→ **Supplied information**:
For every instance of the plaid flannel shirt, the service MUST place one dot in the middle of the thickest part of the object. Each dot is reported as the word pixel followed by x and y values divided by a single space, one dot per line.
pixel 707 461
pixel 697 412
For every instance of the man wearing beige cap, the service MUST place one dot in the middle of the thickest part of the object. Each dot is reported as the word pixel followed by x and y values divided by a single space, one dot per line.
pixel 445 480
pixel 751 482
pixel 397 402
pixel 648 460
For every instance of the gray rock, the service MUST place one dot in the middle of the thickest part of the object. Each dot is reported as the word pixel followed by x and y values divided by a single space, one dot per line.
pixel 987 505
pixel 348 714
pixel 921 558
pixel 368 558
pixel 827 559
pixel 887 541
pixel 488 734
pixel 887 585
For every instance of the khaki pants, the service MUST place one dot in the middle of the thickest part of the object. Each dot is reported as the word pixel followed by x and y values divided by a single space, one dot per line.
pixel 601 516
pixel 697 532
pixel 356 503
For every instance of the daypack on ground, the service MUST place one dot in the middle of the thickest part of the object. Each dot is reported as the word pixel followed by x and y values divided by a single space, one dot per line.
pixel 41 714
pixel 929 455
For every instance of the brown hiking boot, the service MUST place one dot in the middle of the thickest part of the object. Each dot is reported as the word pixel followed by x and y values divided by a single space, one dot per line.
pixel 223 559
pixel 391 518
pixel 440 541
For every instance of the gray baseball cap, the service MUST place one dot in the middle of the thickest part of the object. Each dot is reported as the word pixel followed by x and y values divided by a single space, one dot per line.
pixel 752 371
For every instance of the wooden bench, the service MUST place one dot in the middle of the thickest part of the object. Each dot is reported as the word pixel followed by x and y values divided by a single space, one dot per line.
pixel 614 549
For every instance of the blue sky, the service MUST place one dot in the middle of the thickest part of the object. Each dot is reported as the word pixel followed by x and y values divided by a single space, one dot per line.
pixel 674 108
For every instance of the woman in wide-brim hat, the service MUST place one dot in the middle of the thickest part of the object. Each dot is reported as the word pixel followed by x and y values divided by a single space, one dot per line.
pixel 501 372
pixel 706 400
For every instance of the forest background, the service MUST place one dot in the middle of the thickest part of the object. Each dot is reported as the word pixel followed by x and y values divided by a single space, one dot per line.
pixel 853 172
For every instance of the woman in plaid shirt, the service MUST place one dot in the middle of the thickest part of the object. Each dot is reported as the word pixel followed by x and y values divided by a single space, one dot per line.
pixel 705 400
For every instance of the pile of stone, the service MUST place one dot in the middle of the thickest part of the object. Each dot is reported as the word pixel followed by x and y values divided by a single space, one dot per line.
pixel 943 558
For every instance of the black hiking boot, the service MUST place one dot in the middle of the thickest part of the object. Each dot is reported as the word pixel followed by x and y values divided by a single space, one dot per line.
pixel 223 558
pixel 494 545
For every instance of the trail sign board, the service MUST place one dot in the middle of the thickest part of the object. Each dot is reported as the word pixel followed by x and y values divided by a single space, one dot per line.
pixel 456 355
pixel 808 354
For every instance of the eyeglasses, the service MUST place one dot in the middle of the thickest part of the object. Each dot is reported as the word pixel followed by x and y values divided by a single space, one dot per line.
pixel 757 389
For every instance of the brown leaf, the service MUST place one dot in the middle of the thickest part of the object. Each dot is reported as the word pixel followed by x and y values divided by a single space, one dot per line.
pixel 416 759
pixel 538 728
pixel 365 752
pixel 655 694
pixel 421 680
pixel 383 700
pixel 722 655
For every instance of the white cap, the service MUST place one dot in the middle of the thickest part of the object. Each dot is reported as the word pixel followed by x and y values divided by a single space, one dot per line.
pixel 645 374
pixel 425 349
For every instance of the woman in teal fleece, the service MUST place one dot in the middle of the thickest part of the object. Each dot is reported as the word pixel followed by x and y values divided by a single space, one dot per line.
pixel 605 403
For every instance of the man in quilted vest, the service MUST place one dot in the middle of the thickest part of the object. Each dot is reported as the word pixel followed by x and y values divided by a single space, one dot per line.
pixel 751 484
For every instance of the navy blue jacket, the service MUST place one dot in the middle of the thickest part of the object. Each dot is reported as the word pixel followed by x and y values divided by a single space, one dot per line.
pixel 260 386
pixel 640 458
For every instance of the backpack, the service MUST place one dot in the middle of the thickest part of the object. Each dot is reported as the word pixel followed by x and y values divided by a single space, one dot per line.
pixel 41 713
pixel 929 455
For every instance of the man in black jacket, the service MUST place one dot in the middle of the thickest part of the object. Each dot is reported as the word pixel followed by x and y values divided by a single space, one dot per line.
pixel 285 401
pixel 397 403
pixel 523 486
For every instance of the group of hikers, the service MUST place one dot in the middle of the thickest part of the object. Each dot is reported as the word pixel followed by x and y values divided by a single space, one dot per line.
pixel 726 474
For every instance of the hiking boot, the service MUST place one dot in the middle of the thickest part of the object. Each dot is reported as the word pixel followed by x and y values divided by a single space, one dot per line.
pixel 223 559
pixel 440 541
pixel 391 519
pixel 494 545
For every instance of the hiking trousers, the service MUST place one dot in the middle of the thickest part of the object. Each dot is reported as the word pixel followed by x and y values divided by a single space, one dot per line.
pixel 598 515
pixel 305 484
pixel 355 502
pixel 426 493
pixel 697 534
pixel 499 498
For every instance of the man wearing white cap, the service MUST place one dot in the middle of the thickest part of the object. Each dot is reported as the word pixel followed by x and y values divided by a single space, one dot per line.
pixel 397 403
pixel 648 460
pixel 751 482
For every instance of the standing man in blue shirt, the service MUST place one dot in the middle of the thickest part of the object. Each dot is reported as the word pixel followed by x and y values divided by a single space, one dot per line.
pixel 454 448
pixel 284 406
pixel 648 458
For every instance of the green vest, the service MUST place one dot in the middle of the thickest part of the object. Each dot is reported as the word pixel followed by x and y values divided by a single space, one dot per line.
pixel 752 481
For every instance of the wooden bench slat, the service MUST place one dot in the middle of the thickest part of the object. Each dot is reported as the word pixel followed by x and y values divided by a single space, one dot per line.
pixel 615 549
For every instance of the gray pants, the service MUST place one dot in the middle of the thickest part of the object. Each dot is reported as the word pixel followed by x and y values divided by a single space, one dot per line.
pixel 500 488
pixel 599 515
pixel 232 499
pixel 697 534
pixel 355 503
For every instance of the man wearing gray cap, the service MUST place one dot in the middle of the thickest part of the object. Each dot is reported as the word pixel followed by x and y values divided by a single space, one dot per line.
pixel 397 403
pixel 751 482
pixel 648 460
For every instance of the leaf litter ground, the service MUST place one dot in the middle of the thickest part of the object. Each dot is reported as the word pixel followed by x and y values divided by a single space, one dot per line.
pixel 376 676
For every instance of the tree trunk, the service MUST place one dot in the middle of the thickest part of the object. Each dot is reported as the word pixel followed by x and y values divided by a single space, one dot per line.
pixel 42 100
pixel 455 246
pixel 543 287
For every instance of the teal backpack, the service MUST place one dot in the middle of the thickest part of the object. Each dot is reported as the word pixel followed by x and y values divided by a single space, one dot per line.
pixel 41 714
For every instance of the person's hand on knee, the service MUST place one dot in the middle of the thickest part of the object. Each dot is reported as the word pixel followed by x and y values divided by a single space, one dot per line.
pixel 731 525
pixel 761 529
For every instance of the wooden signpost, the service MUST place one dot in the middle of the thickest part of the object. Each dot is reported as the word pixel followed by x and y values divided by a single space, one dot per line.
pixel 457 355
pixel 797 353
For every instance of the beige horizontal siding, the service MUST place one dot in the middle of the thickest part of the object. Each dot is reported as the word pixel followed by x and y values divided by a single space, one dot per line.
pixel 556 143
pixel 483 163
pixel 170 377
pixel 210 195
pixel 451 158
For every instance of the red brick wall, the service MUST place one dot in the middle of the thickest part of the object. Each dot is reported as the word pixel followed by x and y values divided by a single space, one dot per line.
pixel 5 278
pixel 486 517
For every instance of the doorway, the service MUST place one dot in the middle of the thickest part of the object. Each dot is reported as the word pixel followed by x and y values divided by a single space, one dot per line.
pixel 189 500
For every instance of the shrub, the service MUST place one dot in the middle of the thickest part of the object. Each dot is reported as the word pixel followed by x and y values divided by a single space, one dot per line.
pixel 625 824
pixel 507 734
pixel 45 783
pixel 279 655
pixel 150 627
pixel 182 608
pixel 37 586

→ **What you need to do**: Starting at the line that contains "For every instance of the beige", print every line through the last one of the records, exactly and with nothing else.

→ **Completed task**:
For every instance of the beige horizontal siding, the service MUST place one dot in the middle of the thickest part of the object. Each dot is reported as the word pixel followed by x and y values divided by a single space, one dot per line.
pixel 556 143
pixel 483 163
pixel 170 377
pixel 210 195
pixel 451 158
For every instance of the red brick wall, the service MUST place one dot in the middle of the thickest part of the object. Each dot is reported as the word pixel followed by x and y values divided by a single space, one dot per line.
pixel 5 278
pixel 486 517
For every instance of the doorway, the service MUST place one dot in the middle of the thickest part of the object. Each dot is reported as the word pixel followed by x and y values divided by a single space, one dot per line.
pixel 189 500
For every instance of the shrub, the service MUST place one dot in the middle of the thickest part of the object. Each dot is reported as the word pixel followed by x and y values divided by a single space, one dot per line.
pixel 625 824
pixel 507 734
pixel 45 783
pixel 279 655
pixel 150 627
pixel 182 608
pixel 37 586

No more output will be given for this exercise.